*** Begin section ***

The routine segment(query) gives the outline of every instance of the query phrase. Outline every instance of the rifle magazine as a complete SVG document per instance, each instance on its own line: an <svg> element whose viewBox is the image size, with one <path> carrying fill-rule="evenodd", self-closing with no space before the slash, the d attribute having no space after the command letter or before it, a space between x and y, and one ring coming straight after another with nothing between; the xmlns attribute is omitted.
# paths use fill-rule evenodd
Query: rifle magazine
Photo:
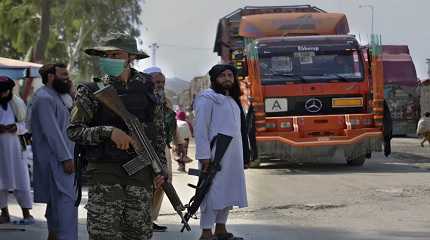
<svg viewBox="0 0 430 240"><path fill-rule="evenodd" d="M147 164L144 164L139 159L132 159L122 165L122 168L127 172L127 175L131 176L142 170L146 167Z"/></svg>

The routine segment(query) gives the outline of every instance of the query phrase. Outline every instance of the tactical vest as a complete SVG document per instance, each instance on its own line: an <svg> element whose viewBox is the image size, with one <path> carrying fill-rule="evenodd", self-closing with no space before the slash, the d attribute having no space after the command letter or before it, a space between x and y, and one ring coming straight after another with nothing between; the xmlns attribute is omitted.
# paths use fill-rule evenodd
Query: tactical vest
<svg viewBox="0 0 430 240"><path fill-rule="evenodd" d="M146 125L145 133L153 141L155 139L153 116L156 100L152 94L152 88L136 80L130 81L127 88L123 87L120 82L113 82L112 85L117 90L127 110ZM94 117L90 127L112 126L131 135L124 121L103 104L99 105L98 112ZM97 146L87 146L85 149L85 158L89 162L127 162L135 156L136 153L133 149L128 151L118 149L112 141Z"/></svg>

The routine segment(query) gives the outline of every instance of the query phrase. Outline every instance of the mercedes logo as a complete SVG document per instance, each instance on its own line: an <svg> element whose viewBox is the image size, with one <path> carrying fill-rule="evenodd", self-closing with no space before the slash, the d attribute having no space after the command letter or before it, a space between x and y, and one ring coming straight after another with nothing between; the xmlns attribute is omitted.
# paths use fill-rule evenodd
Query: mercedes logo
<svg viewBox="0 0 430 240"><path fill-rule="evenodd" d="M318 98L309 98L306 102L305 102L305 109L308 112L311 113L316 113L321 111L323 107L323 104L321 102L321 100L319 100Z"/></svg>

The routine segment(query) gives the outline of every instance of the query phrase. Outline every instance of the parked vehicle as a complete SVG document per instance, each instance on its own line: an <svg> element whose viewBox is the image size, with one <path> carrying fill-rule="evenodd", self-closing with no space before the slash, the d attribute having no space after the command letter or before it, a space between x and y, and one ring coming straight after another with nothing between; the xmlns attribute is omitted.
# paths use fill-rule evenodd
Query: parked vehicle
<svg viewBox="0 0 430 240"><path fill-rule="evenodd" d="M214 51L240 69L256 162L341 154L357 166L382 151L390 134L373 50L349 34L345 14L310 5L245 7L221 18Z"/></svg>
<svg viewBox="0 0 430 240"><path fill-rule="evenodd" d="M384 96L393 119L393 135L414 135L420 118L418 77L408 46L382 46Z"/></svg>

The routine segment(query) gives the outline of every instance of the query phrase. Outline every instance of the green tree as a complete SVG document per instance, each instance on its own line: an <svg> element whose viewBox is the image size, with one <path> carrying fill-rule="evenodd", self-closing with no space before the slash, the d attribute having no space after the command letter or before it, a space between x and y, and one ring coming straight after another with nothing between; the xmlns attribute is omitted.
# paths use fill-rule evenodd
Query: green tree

*** End section ***

• **WHAT IS BEING ASKED**: Type the entries above out again exactly, with no pictures.

• **EXPECTED ANSWER**:
The routine segment(query) gives the outline of every instance of the query phrase. Outline every instance of the rifle magazine as a complete SVG document per instance, each instance on its own line: an <svg> element whose viewBox is the image size, with one <path> carrying fill-rule="evenodd", self-closing with no space before the slash, the d attribute having no space after the command letter or before it, a space between x and y, and one ring coming straight after another with nothing between; the xmlns attribute is omitted.
# paths use fill-rule evenodd
Query: rifle magazine
Photo:
<svg viewBox="0 0 430 240"><path fill-rule="evenodd" d="M147 164L144 164L139 159L132 159L122 165L122 168L127 172L127 175L131 176L142 170L146 167Z"/></svg>

The routine segment(query) gives the outline of every instance of the query phrase. Outline every instance of the tactical vest as a complete SVG document per instance, each instance on its own line: an <svg> element whose viewBox is the image size, with one <path> carrying fill-rule="evenodd", self-closing with no space before the slash, the d attribute having no space after the command letter or before it, a space between x and y, and one ring coming straight after another with nothing between; the xmlns attribute is omitted.
# paths use fill-rule evenodd
Query: tactical vest
<svg viewBox="0 0 430 240"><path fill-rule="evenodd" d="M146 125L145 133L153 141L155 139L153 116L156 100L152 94L152 88L136 80L130 81L127 88L123 87L120 82L113 82L112 85L117 90L127 110ZM94 117L90 127L112 126L131 135L124 121L103 104L99 105L98 112ZM97 146L87 146L85 149L85 158L89 162L127 162L135 156L136 153L133 149L128 151L118 149L112 141Z"/></svg>

The routine segment(query) gives the outline of every instance of the query phrase. Outline every instance of the mercedes logo as a complete SVG document per instance, each instance on its own line: an <svg> element whose viewBox is the image size, with one <path> carrying fill-rule="evenodd", self-closing with no space before the slash, the d attribute having no space after the command letter or before it, a space between x and y, and one ring coming straight after another with nothing between; the xmlns attribute is omitted.
# paths use fill-rule evenodd
Query: mercedes logo
<svg viewBox="0 0 430 240"><path fill-rule="evenodd" d="M318 98L309 98L306 102L305 102L305 109L308 112L311 113L316 113L321 111L323 107L323 104L321 102L321 100L319 100Z"/></svg>

The routine segment(query) gives the outline of every instance of the query phrase. Outline every instance of the parked vehicle as a complete SVG document per instance, each instance on its own line: an <svg> element whose viewBox is the image size, with one <path> carrying fill-rule="evenodd", self-closing with no space before the slash, the d attribute having no space after the command letter or before it, a space between x and y, and one ring coming straight after another with nothing between; the xmlns attribute is omitted.
# paths use fill-rule evenodd
Query: parked vehicle
<svg viewBox="0 0 430 240"><path fill-rule="evenodd" d="M214 51L240 69L256 162L341 154L357 166L382 151L390 134L373 50L349 34L345 14L310 5L245 7L221 18Z"/></svg>
<svg viewBox="0 0 430 240"><path fill-rule="evenodd" d="M384 96L393 119L393 135L414 135L420 118L418 77L408 46L382 46Z"/></svg>

The routine segment(query) gives the outline of every instance of the query phrase. Outline every instance of the green tree as a complete SVG document per instance, each instance on its own line: an <svg> element whose viewBox is the image size, with one <path> carrying fill-rule="evenodd", self-closing with no space before the slash, the d attribute having no space after the command letter or before it, a space between x and y, and one ring coming straight after another with nothing between; the xmlns attribute is omitted.
# paths use fill-rule evenodd
Query: green tree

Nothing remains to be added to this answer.